Ketentuan Tugas a: Tuliskan kembali kata demi kata bagian teks tentang kesiapsiagaan menghadapi puting beliung, mulai dari "Kedua, mempersiapkan basement" sampai dengan "bencana datang lagi.".

Kutipan Teks:
******
Kedua, mempersiapkan basement sebagai ruang anti badai yang dianggap paling aman, ya minimal satu RT satu basement, prioritaskan wilayah desa yang menjadi langganan bencana alam puting beliung, hal ini cukup efektif untuk menjamin keselamatan warga ketika bencana datang lagi.

Ketiga, ini merupakan solusi yang mungkin dianggap utopis bagi Pemerintah Kabupaten bahkan Provinsi hingga Pusat. Yaitu menciptakan rumah tahan badai disetiap penduduk bagi yang daerahnya rawan bencana. Hal itu saya kiaskan penduduk Jepang yang sudah menerapkan rumah tahan gempa, mengingat Jepang merupakan Negara yang seringkali diguncang gempa. Maka bukan tidak mungkin kalau Pemerintah juga menerapkan hal seperti itu, tidak hanya tahan gempa tetapi juga rumah tahan badai.
******
Data Sumber:
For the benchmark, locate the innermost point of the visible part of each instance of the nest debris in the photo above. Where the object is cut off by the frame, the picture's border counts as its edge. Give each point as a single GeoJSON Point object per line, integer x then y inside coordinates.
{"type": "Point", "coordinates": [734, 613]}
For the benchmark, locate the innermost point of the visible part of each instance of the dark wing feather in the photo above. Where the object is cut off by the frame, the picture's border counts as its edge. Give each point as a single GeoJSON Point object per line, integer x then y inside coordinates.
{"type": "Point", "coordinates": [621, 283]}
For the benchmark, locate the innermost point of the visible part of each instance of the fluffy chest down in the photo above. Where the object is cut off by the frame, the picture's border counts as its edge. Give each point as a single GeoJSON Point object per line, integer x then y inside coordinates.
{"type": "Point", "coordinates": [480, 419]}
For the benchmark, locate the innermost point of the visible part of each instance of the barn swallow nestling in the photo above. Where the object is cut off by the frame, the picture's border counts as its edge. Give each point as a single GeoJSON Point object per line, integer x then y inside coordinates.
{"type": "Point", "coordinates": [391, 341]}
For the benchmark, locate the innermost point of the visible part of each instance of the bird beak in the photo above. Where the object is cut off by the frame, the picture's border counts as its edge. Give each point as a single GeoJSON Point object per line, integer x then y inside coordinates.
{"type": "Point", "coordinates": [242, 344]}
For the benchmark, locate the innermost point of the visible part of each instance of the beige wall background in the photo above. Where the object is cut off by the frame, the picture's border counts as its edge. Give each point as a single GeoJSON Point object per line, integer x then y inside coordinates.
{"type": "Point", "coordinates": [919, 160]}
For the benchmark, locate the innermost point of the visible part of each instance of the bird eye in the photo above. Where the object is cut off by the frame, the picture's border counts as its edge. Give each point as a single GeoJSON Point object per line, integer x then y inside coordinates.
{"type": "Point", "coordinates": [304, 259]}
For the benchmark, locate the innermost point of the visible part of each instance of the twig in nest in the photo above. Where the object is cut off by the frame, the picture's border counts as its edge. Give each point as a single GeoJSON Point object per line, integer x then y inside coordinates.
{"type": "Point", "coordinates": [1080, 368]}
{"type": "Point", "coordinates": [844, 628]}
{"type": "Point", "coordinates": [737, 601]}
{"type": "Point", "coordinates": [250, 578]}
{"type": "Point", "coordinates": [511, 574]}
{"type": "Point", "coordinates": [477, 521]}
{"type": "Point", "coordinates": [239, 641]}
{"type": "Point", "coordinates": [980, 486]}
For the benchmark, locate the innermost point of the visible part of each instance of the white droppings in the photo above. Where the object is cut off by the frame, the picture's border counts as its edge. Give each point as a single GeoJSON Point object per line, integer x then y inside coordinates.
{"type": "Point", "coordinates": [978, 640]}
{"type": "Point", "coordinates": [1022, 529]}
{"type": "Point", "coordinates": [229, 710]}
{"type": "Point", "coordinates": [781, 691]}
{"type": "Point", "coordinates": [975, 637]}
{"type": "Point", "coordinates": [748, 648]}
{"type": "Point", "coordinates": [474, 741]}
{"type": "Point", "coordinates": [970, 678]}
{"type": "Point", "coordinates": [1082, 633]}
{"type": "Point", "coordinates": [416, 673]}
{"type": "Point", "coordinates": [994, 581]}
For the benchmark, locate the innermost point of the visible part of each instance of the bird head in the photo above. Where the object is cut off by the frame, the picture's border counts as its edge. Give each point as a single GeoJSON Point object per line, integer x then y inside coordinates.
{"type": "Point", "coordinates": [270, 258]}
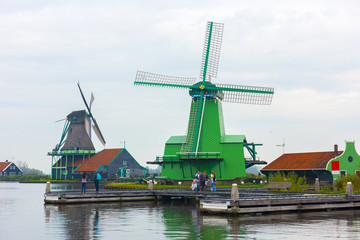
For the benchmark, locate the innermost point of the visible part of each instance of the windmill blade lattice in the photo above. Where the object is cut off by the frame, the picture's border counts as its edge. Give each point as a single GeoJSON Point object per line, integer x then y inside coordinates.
{"type": "Point", "coordinates": [157, 80]}
{"type": "Point", "coordinates": [211, 51]}
{"type": "Point", "coordinates": [246, 94]}
{"type": "Point", "coordinates": [96, 126]}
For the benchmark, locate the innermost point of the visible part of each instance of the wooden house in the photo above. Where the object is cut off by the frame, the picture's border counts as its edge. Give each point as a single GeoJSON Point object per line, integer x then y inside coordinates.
{"type": "Point", "coordinates": [326, 166]}
{"type": "Point", "coordinates": [111, 163]}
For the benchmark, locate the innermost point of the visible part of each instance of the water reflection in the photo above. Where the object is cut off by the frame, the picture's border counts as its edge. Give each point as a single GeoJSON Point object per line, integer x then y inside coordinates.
{"type": "Point", "coordinates": [177, 220]}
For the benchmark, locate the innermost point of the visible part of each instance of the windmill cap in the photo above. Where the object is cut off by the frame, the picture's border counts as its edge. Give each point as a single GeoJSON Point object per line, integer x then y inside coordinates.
{"type": "Point", "coordinates": [198, 87]}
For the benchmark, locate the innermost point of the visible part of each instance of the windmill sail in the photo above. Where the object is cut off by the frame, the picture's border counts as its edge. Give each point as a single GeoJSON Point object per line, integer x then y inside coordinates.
{"type": "Point", "coordinates": [95, 126]}
{"type": "Point", "coordinates": [246, 94]}
{"type": "Point", "coordinates": [211, 51]}
{"type": "Point", "coordinates": [99, 135]}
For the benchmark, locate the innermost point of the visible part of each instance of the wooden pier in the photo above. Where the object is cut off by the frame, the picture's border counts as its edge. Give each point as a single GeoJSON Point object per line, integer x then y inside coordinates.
{"type": "Point", "coordinates": [70, 197]}
{"type": "Point", "coordinates": [245, 201]}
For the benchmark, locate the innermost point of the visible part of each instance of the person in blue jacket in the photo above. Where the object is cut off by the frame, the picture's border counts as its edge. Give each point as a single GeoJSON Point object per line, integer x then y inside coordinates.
{"type": "Point", "coordinates": [96, 181]}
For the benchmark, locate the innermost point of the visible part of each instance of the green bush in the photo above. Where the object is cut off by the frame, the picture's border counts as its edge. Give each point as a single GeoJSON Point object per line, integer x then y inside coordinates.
{"type": "Point", "coordinates": [27, 177]}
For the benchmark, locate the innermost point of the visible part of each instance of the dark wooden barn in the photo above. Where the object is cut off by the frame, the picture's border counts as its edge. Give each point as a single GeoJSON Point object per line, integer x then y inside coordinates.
{"type": "Point", "coordinates": [9, 169]}
{"type": "Point", "coordinates": [111, 163]}
{"type": "Point", "coordinates": [309, 165]}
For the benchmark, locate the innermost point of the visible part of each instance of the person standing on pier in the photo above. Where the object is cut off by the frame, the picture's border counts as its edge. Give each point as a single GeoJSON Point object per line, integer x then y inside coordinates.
{"type": "Point", "coordinates": [207, 182]}
{"type": "Point", "coordinates": [202, 181]}
{"type": "Point", "coordinates": [213, 181]}
{"type": "Point", "coordinates": [83, 182]}
{"type": "Point", "coordinates": [96, 181]}
{"type": "Point", "coordinates": [197, 179]}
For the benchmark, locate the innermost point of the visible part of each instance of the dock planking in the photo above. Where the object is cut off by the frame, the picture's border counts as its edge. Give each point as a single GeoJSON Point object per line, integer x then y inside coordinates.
{"type": "Point", "coordinates": [251, 200]}
{"type": "Point", "coordinates": [72, 197]}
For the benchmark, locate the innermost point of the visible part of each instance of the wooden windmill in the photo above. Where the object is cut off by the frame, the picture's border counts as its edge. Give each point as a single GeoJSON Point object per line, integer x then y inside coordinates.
{"type": "Point", "coordinates": [205, 145]}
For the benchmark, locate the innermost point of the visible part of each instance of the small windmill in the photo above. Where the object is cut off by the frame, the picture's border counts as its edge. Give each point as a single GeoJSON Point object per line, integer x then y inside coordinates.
{"type": "Point", "coordinates": [77, 129]}
{"type": "Point", "coordinates": [203, 146]}
{"type": "Point", "coordinates": [282, 145]}
{"type": "Point", "coordinates": [75, 142]}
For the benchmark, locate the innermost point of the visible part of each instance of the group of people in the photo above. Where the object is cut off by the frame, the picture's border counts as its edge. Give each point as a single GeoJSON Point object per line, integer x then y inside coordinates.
{"type": "Point", "coordinates": [202, 181]}
{"type": "Point", "coordinates": [84, 182]}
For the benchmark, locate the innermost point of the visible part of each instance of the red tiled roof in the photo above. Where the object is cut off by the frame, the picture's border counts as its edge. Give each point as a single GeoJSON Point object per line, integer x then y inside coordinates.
{"type": "Point", "coordinates": [4, 165]}
{"type": "Point", "coordinates": [302, 161]}
{"type": "Point", "coordinates": [104, 157]}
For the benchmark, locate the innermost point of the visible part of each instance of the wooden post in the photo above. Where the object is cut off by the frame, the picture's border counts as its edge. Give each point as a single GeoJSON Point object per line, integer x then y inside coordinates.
{"type": "Point", "coordinates": [317, 185]}
{"type": "Point", "coordinates": [349, 191]}
{"type": "Point", "coordinates": [234, 193]}
{"type": "Point", "coordinates": [334, 186]}
{"type": "Point", "coordinates": [48, 187]}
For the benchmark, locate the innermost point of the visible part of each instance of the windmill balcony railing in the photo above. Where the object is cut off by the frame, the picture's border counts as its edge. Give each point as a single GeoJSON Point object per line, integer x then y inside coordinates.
{"type": "Point", "coordinates": [189, 156]}
{"type": "Point", "coordinates": [72, 152]}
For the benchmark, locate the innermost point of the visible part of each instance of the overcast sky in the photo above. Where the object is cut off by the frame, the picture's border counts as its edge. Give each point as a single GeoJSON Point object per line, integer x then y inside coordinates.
{"type": "Point", "coordinates": [307, 50]}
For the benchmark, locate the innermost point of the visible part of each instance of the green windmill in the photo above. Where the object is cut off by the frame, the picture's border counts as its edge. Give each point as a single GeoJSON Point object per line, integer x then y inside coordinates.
{"type": "Point", "coordinates": [206, 147]}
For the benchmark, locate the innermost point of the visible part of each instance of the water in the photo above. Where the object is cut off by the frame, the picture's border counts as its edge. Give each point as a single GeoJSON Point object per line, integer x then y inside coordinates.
{"type": "Point", "coordinates": [23, 215]}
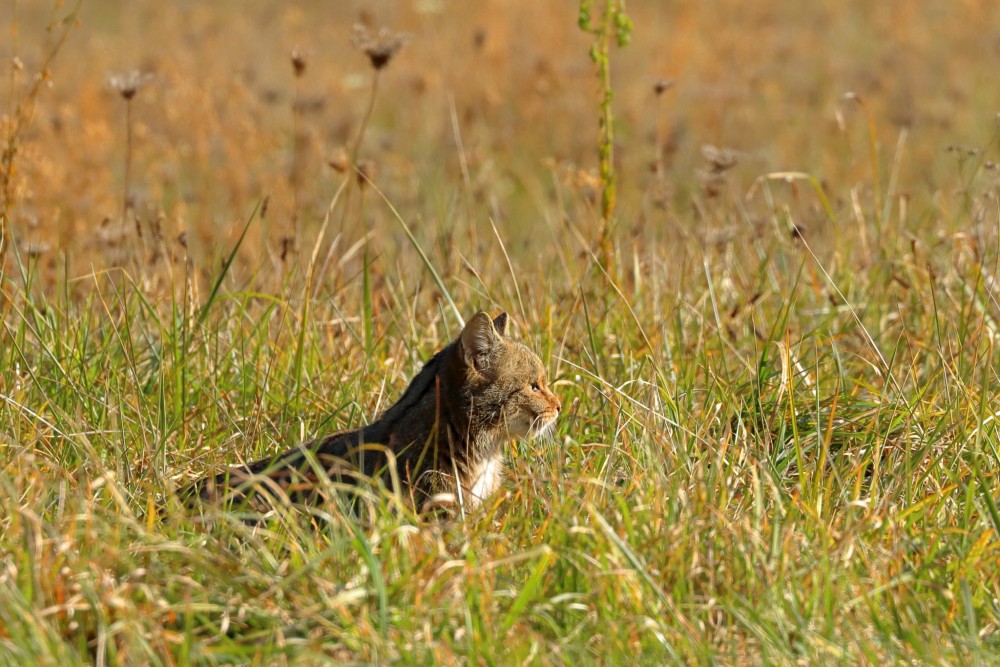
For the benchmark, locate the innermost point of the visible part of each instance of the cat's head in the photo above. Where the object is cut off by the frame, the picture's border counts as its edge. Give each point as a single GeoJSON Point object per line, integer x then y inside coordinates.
{"type": "Point", "coordinates": [505, 382]}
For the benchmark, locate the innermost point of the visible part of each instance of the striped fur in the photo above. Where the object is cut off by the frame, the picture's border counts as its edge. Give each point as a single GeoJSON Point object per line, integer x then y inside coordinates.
{"type": "Point", "coordinates": [442, 438]}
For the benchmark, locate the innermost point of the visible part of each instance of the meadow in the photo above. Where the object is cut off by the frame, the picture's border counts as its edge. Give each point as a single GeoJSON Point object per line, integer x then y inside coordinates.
{"type": "Point", "coordinates": [228, 227]}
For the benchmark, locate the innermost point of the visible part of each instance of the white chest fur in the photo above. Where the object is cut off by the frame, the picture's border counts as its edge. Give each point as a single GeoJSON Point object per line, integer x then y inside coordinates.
{"type": "Point", "coordinates": [484, 480]}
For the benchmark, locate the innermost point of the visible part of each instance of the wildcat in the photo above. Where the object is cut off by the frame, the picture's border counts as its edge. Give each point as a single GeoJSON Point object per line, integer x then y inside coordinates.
{"type": "Point", "coordinates": [443, 438]}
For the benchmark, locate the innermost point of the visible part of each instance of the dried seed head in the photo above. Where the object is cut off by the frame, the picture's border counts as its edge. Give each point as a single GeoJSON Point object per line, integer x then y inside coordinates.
{"type": "Point", "coordinates": [129, 83]}
{"type": "Point", "coordinates": [300, 58]}
{"type": "Point", "coordinates": [662, 86]}
{"type": "Point", "coordinates": [381, 47]}
{"type": "Point", "coordinates": [338, 160]}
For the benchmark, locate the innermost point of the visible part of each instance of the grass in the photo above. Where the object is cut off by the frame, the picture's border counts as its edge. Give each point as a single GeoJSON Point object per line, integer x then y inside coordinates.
{"type": "Point", "coordinates": [779, 441]}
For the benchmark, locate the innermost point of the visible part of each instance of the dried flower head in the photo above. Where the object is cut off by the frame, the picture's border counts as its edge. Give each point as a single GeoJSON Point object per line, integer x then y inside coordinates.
{"type": "Point", "coordinates": [381, 47]}
{"type": "Point", "coordinates": [300, 58]}
{"type": "Point", "coordinates": [662, 86]}
{"type": "Point", "coordinates": [129, 83]}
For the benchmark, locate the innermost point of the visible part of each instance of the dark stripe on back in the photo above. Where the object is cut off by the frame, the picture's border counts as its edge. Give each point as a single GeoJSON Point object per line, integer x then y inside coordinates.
{"type": "Point", "coordinates": [417, 387]}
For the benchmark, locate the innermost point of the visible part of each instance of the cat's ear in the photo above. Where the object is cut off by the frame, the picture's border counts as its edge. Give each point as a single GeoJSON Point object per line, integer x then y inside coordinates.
{"type": "Point", "coordinates": [500, 324]}
{"type": "Point", "coordinates": [479, 340]}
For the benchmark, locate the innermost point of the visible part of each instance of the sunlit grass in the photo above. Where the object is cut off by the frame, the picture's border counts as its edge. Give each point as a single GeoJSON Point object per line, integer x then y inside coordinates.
{"type": "Point", "coordinates": [778, 443]}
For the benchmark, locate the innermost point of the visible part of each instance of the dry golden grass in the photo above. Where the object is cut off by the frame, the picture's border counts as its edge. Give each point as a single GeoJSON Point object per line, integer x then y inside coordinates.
{"type": "Point", "coordinates": [779, 444]}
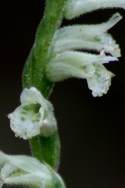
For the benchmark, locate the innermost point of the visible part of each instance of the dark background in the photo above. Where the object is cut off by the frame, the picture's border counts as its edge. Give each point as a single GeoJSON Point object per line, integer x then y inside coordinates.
{"type": "Point", "coordinates": [91, 129]}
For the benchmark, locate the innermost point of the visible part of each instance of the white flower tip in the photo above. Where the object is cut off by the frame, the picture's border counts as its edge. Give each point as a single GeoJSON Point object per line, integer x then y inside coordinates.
{"type": "Point", "coordinates": [28, 119]}
{"type": "Point", "coordinates": [100, 82]}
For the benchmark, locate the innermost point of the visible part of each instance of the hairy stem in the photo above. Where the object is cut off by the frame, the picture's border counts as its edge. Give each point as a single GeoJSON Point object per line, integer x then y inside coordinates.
{"type": "Point", "coordinates": [34, 75]}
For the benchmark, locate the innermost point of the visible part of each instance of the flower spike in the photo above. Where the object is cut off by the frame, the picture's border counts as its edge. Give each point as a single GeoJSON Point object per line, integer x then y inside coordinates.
{"type": "Point", "coordinates": [34, 116]}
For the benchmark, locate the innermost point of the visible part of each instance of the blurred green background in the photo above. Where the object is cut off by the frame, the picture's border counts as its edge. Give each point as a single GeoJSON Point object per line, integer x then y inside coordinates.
{"type": "Point", "coordinates": [91, 129]}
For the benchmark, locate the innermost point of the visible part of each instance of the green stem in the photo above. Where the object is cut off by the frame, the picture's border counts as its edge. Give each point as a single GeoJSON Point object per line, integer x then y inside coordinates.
{"type": "Point", "coordinates": [35, 75]}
******
Ketentuan Tugas b: Laporkan secara utuh setiap baris catatan yang memuat kata "barn".

Hasil a:
Kedua, mempersiapkan basement sebagai ruang anti badai yang dianggap paling aman, ya minimal satu RT satu basement, prioritaskan wilayah desa yang menjadi langganan bencana alam puting beliung, hal ini cukup efektif untuk menjamin keselamatan warga ketika bencana datang lagi.

Hasil b:
For the benchmark, locate the innermost point of the visible part of each instance of the barn swallow nestling in the photo above. Where the object is cut off by the frame, the picture's border counts as its edge. Give each point as a single GeoJSON Point object per line, integer x then y inside coordinates.
For the benchmark, locate the innermost point of the visible part of each instance of the dark wooden barn in the photo above. Where the object is cut off by the frame, the picture's border counts as its edge. Give each point as a single GeoJSON Point object per line, integer x then y inside coordinates.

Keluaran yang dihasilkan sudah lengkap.